# Activity
All lines from the one containing "x=704, y=630" to the final line of the material should be retyped exactly. Nothing else belongs in the response.

________________________________________

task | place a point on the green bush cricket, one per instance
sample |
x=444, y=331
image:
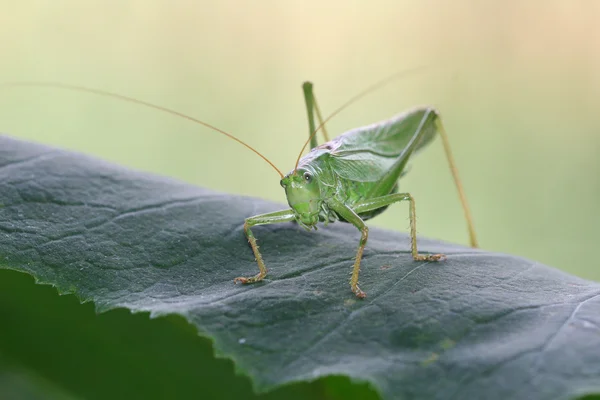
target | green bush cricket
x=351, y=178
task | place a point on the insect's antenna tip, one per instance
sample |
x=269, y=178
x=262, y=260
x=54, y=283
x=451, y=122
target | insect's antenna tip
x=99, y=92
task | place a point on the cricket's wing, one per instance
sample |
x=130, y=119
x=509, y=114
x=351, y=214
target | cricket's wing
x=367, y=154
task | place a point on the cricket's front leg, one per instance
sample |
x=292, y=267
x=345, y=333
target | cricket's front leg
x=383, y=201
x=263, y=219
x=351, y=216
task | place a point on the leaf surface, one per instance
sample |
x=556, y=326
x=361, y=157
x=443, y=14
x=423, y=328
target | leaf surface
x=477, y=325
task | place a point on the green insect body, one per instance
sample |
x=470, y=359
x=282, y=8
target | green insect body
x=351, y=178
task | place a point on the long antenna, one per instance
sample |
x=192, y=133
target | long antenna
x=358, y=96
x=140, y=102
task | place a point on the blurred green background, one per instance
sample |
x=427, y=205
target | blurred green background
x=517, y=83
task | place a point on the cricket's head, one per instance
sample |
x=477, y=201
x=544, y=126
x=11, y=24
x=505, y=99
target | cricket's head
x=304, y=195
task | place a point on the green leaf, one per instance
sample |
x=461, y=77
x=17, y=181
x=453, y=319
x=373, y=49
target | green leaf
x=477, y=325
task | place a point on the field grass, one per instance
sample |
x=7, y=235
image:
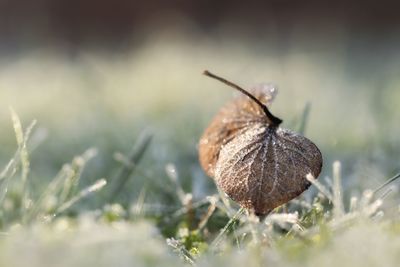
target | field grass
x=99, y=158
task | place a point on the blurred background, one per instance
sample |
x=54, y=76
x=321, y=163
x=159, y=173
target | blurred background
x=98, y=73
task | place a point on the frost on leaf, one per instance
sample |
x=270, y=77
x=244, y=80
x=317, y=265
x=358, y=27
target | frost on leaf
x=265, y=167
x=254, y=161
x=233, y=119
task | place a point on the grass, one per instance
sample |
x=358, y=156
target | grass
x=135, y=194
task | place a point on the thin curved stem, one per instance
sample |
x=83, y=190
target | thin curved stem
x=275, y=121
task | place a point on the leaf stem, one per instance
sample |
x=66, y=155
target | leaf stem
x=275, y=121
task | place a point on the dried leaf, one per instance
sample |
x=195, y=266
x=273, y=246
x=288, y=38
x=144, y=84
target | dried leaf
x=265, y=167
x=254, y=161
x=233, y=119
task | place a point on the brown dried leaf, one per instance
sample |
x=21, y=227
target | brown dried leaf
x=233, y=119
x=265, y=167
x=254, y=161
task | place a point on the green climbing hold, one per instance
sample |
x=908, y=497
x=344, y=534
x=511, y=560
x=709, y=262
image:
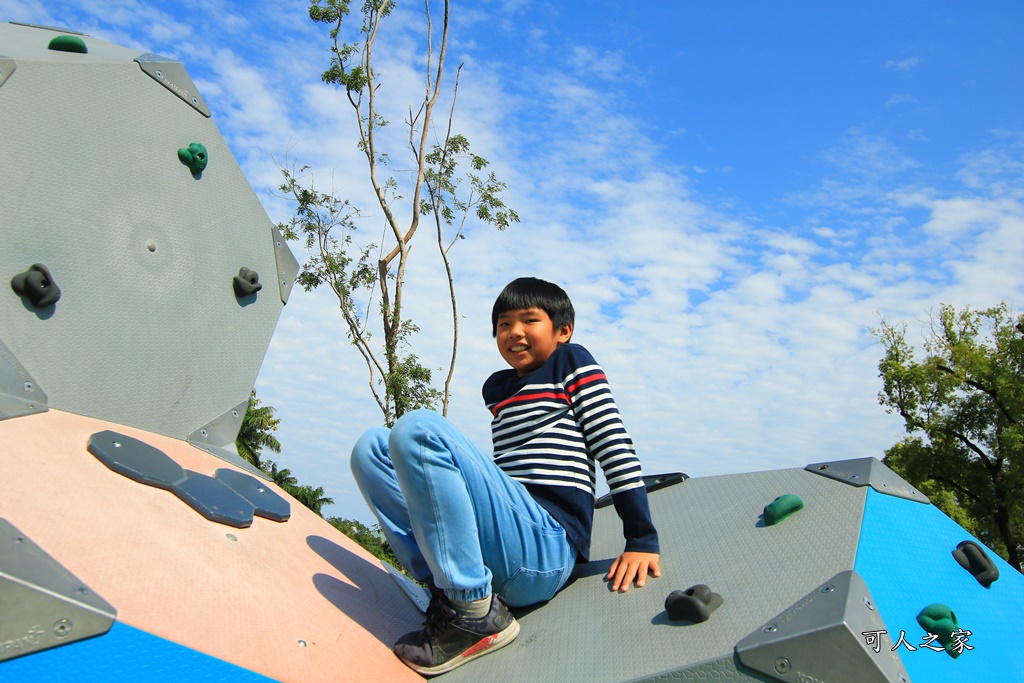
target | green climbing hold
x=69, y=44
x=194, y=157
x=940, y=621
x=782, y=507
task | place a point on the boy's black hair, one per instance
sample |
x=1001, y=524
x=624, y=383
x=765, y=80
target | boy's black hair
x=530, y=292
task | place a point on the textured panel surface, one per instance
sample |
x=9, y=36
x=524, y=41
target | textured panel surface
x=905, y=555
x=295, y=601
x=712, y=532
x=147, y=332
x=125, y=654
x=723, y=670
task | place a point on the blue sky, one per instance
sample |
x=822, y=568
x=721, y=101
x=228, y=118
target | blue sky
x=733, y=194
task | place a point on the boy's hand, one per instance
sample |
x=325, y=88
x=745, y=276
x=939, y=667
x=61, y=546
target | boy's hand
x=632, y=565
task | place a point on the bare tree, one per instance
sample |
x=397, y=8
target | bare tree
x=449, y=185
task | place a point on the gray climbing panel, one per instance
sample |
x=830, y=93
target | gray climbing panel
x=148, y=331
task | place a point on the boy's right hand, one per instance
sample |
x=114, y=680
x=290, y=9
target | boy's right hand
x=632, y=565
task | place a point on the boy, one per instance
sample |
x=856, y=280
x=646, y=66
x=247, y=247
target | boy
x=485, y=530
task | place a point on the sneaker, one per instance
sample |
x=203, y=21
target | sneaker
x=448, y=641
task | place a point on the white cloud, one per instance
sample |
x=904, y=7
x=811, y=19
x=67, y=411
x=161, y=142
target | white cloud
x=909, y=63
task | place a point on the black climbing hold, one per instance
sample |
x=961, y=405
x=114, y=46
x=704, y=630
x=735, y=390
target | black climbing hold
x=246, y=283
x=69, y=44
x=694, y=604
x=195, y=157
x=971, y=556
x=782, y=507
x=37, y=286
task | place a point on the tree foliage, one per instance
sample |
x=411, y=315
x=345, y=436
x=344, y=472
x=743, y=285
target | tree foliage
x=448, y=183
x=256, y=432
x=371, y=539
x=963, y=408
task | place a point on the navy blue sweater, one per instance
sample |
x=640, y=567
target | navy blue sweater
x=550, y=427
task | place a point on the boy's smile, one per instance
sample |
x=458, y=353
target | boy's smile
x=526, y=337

________________________________________

# Your response
x=704, y=630
x=735, y=390
target | black climbing hold
x=246, y=283
x=69, y=44
x=694, y=604
x=195, y=157
x=971, y=556
x=782, y=507
x=37, y=286
task | place a point on the tree foliage, one per instance
sample |
x=411, y=315
x=345, y=436
x=344, y=472
x=743, y=285
target | tree foliage
x=448, y=183
x=256, y=432
x=371, y=539
x=963, y=408
task | place a point on the navy blue sweater, one per instance
sample |
x=640, y=567
target | navy blue sweater
x=550, y=427
task | place a point on the boy's smile, one per instance
sample |
x=458, y=353
target | boy's smile
x=526, y=337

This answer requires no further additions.